:: ARTICLE
31 December 2009

New Decade

Well it would be inappropriate to begin without paying homage to my guys:
"ive got it all... most. ive got it all, almost all figured out. but always when i get there, always when i get there all the pieces they just fall apart. i cant hear you, i cant hear you talk about your dreams involving me; i dont believe i dont believe that they are any sort of prophecy at all. what a shock its mr. sweet and awful. don't look so pissed off- we all lose the plot occasionally. how consistant.. how can someone so consistantly mess up as much as every instance? how can someone inconsistant mess up so consistantly?" -modest mouse.


New Decade.
I'm not resolving shit. I'm making up my mind to change.
The weight is comin off. I'm tired of it.
The food is gettin healthier (although pricier, which sux).
I'm going to do better at WORK. I should be much more grateful for it. I don't know what I'd do without the team there; they're more than co-workers. And the flowers, I love the flowers.
I'm getting my own place. Tax season. I'm staying in Lexington, my decision is final. I want to see my son as much as possible. I bailed too much on Maya as a baby. I'm not effin' up twice.
::::
PROBLEMS TO WORK ON ▸
a - Echo the part of the New Decade post from "I'm going to" up to and including "effin' up twice.".
b - Answer these questions about the New Decade post:
(i) Which band is credited with the quoted lyrics?
(ii) In which town does the writer say they are staying?
(iii) What does the writer say they love at work?
:: LISTED ENTRIES
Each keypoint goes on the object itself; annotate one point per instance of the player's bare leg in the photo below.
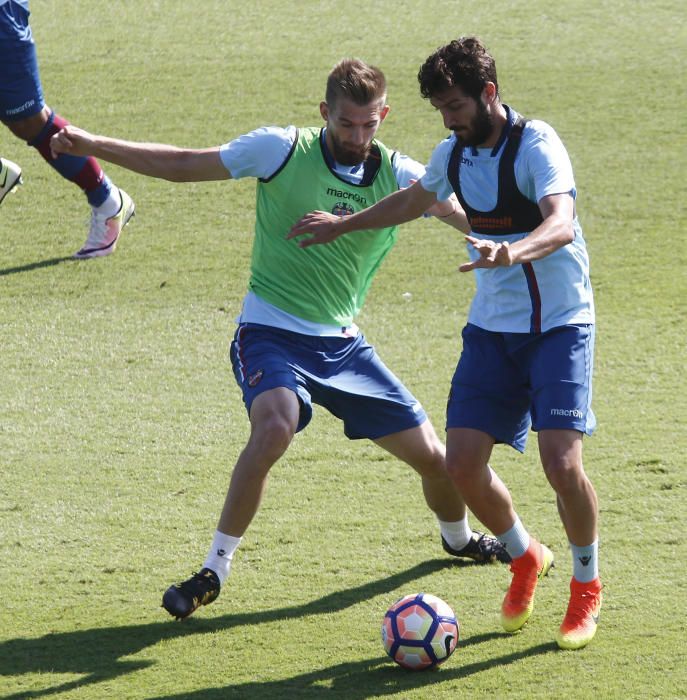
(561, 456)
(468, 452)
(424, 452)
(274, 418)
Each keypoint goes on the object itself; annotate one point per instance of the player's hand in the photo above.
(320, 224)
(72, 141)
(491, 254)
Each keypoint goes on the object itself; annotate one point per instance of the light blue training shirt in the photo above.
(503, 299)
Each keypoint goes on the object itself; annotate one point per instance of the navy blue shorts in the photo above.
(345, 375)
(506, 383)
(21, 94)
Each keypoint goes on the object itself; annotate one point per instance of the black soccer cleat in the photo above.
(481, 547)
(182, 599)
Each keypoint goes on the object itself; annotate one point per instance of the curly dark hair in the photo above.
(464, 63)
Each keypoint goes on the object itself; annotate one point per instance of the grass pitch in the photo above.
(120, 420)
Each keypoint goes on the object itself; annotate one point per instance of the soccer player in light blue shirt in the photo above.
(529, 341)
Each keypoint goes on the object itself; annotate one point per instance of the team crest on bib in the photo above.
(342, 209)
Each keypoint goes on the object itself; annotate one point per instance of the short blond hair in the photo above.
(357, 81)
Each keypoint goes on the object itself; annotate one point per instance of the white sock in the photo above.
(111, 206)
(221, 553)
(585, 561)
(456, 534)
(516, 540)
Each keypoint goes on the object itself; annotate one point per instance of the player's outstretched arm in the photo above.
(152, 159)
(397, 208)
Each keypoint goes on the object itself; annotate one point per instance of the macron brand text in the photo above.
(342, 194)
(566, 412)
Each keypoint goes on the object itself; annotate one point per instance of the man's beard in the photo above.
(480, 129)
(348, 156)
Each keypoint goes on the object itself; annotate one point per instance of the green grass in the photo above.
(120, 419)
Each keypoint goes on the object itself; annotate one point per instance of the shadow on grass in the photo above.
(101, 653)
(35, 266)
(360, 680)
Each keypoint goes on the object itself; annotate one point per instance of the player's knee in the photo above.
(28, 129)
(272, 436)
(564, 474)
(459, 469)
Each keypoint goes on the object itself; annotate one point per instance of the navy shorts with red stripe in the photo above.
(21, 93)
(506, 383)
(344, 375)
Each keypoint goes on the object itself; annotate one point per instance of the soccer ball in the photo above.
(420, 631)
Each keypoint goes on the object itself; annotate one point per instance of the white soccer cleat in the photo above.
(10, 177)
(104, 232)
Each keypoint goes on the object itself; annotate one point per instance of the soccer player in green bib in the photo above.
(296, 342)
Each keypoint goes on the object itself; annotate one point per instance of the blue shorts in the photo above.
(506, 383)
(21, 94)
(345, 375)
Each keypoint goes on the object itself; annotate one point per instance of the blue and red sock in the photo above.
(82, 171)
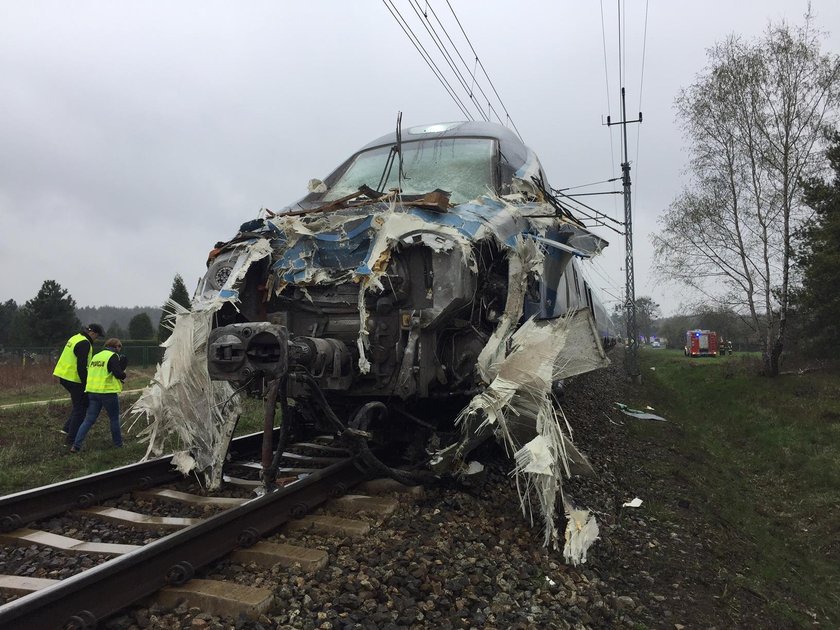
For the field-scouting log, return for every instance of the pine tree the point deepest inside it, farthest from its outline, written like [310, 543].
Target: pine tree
::::
ANSWER SET ▸
a -
I'm going to do better at WORK. I should be much more grateful for it. I don't know what I'd do without the team there; they're more than co-workers. And the flowers, I love the flowers.
I'm getting my own place. Tax season. I'm staying in Lexington, my decision is final. I want to see my son as much as possible. I bailed too much on Maya as a baby. I'm not effin' up twice.

b -
(i) Modest Mouse
(ii) Lexington
(iii) The flowers